[Problem requirements]: From the material below, extract every line that contains the string "tower".

********************

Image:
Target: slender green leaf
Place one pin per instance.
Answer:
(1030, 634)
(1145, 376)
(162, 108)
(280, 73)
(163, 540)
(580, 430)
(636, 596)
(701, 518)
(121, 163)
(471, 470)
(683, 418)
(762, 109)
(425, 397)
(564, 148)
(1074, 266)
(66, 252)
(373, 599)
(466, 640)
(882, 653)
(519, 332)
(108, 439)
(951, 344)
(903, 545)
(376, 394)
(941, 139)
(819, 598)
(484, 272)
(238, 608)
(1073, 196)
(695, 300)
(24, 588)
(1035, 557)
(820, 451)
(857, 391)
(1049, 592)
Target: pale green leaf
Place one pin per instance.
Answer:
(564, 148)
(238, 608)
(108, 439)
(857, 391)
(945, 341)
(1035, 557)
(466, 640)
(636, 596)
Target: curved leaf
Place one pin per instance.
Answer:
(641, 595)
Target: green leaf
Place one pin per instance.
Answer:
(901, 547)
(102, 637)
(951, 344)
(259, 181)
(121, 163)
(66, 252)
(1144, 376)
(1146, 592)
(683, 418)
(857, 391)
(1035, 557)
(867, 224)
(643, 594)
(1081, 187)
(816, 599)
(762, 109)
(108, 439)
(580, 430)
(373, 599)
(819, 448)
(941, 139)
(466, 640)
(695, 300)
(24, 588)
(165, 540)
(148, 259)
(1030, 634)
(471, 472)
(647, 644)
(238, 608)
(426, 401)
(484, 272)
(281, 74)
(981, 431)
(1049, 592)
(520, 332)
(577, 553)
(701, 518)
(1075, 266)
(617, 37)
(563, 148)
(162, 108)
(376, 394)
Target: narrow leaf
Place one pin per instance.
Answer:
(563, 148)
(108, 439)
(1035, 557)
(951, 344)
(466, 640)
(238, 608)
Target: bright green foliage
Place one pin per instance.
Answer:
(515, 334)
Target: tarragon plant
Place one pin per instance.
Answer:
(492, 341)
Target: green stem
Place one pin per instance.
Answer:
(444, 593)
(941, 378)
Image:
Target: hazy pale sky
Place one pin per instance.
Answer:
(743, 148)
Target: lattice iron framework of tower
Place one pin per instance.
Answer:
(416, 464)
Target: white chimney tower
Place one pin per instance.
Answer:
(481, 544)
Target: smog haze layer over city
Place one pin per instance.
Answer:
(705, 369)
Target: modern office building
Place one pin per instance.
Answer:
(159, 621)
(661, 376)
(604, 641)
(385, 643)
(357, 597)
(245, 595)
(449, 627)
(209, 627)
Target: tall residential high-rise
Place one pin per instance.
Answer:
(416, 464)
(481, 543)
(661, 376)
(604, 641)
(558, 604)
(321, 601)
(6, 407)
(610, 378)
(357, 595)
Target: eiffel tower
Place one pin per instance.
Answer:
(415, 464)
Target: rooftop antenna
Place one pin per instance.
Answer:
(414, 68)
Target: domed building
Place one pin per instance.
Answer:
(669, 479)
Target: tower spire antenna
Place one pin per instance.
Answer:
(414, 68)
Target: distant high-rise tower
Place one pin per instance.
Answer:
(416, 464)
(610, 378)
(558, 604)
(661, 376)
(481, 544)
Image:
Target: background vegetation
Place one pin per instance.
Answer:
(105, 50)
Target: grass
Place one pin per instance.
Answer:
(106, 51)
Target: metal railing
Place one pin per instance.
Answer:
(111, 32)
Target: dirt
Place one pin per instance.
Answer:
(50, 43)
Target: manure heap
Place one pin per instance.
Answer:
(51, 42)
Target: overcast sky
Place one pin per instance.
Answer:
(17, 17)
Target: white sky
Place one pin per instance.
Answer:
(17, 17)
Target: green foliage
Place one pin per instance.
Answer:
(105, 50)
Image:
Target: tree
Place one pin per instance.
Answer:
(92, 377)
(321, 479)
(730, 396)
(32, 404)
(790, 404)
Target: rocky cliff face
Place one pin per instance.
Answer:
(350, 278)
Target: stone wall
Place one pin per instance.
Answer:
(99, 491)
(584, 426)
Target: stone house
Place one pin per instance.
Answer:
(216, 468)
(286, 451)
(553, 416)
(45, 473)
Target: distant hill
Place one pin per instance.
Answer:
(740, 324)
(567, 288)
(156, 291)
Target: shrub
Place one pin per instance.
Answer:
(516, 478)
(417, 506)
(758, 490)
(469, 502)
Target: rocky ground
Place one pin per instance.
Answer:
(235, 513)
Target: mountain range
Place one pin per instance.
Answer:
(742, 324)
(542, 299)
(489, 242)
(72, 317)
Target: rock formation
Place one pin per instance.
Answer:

********************

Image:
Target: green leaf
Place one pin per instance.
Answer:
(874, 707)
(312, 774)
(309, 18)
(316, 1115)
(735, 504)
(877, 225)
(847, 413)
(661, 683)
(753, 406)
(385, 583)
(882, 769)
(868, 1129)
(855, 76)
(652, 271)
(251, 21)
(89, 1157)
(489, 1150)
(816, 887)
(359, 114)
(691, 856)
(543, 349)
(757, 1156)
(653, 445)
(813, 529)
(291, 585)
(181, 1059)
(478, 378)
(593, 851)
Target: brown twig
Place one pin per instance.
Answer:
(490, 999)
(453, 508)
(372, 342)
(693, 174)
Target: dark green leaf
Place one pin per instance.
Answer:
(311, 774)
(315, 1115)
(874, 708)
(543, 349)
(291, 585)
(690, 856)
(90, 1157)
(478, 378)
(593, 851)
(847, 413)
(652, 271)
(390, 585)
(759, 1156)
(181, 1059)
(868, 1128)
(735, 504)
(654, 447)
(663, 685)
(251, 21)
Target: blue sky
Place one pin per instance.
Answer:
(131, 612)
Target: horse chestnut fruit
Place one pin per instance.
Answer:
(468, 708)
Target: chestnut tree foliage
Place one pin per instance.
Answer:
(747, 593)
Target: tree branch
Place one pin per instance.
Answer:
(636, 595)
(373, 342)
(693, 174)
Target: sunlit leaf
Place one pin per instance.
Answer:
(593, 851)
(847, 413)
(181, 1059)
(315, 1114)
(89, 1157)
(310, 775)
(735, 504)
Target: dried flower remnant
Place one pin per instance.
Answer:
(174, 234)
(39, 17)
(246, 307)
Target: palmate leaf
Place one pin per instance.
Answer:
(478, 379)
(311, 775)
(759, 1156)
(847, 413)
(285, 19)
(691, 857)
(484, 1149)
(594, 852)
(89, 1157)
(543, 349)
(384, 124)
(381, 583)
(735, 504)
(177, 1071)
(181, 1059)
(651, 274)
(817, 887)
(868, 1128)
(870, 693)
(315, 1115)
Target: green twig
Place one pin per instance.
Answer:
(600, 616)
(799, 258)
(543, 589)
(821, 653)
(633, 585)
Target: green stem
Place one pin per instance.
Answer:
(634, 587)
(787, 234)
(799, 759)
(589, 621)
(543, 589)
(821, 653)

********************

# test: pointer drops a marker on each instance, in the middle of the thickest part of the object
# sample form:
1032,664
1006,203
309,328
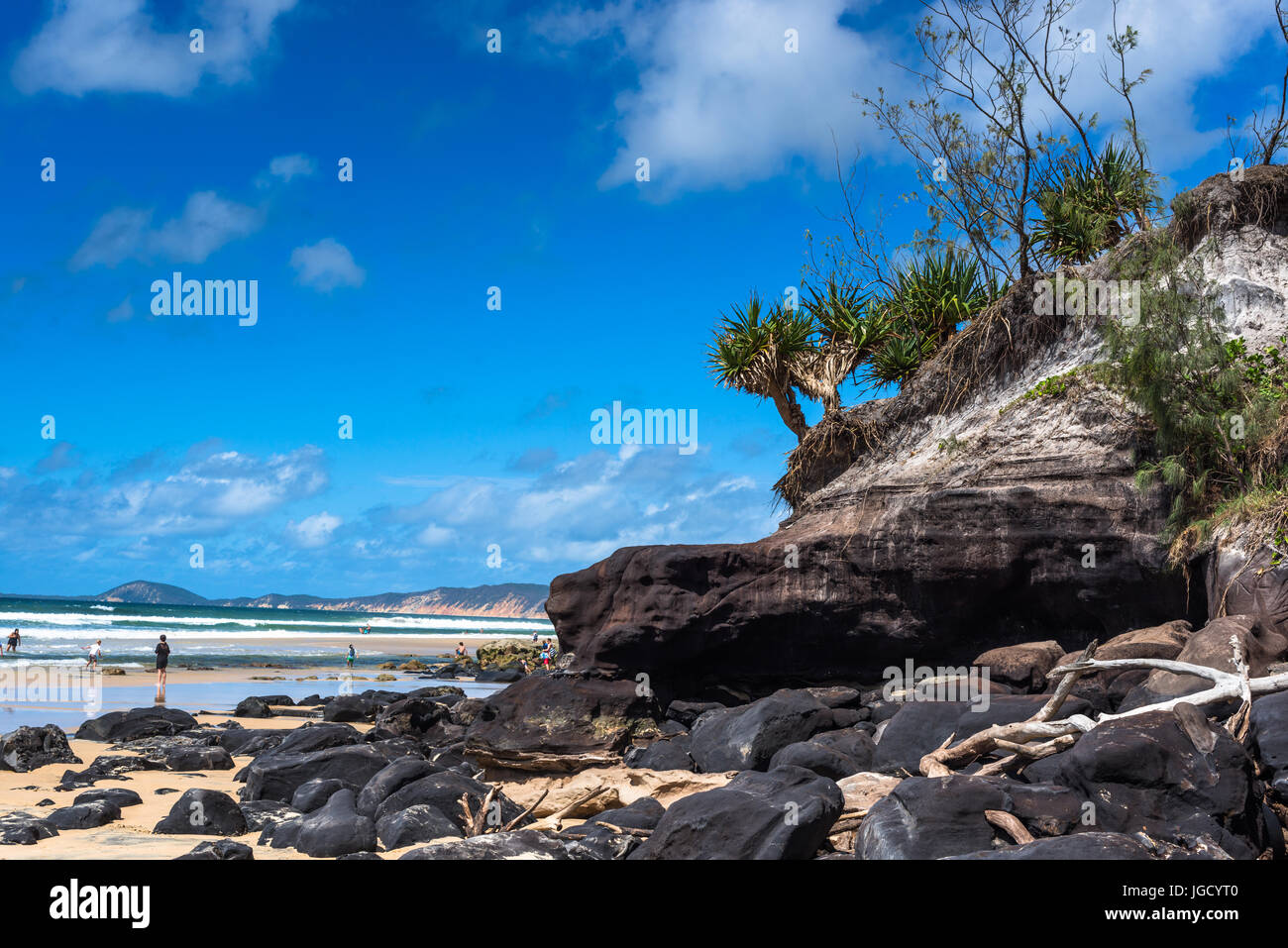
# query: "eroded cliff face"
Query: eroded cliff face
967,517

********************

[Answer to this exercise]:
Target: lattice iron framework of tower
Target: white chimney tower
Target: eiffel tower
Target: tower spire antenna
Target: distant high-rise tower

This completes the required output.